**PASSAGE TO READ:**
────
Over 40 people filled Mirboo Nth RSL Hall last Sunday (26 Feb) to hear from experts on
managing soil erosion and landslips in the local area. The event, organised by Mardan-
Mirboo North Landcare & the Hallston Regenerative Agriculture Group, was in response to
the ongoing prevalence of landslips and erosion and the need for landholder assistance to
Speakers included James Paulet & Kerri Goschnick from Agriculture Victoria who explained
the various differences between rill, sheet & gully erosion vs landslides (landslips). A
surprising fact was that landslips, even when occurring on upper slopes, are usually caused
by surfacing groundwater, which could be coming from 100’s or even 1000’s km away. They
presented a series of case-studies to demonstrate that a catchment-scale analysis is usually
required to understand the origins of erosion, often from a neighbouring property.
Gerhard Grasser from Hallston Regenerative Agriculture Group also presented on a case-
study from the Hyland Reservoir, where a major revegetation and soil monitoring project
was conducted to address a significant landslip on the banks of a water supply area. He
highlighted the role of mycorrhizal fungi in supporting plant growth and helping to hold soil
together via their extensive fibrous network.
After lunch the group visited the property of Heather Matthies, who is dealing with several
erosion and landslip sites on her property. The group were guided by Kerri Goschnick (Ag.
────
**PROVIDED INFORMATION:**
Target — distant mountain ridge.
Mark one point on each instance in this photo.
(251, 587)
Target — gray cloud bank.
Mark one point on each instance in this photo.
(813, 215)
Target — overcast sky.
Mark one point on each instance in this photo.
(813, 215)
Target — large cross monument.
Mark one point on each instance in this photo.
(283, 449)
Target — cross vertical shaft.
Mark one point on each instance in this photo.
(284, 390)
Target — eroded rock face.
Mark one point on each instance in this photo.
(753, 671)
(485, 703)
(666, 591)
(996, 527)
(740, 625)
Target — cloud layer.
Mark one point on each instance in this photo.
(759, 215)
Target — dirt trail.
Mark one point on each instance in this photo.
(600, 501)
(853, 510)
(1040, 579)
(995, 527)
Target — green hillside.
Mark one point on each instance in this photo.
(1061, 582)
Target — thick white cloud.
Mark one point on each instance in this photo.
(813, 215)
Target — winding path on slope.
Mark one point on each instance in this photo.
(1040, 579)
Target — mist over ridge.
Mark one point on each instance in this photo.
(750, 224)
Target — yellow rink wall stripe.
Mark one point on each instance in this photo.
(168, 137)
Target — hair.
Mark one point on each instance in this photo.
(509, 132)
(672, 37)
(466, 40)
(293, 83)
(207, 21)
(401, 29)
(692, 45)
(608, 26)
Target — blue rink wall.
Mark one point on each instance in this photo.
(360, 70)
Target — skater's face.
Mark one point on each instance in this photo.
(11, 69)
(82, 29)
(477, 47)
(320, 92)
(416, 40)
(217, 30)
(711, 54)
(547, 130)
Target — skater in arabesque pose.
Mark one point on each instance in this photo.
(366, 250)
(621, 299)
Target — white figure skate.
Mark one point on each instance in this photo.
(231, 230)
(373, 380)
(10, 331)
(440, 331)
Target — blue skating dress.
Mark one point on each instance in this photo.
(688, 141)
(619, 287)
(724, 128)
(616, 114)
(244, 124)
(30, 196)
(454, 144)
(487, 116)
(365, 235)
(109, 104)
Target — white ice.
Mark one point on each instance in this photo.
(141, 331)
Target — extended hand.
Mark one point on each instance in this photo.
────
**PROMPT:** Reproduce, word for word, the portion of the erosion workshop report from "Over 40 people" to "a neighbouring property.". None of the items is required.

**EXERCISE RESULT:**
Over 40 people filled Mirboo Nth RSL Hall last Sunday (26 Feb) to hear from experts on
managing soil erosion and landslips in the local area. The event, organised by Mardan-
Mirboo North Landcare & the Hallston Regenerative Agriculture Group, was in response to
the ongoing prevalence of landslips and erosion and the need for landholder assistance to
Speakers included James Paulet & Kerri Goschnick from Agriculture Victoria who explained
the various differences between rill, sheet & gully erosion vs landslides (landslips). A
surprising fact was that landslips, even when occurring on upper slopes, are usually caused
by surfacing groundwater, which could be coming from 100’s or even 1000’s km away. They
presented a series of case-studies to demonstrate that a catchment-scale analysis is usually
required to understand the origins of erosion, often from a neighbouring property.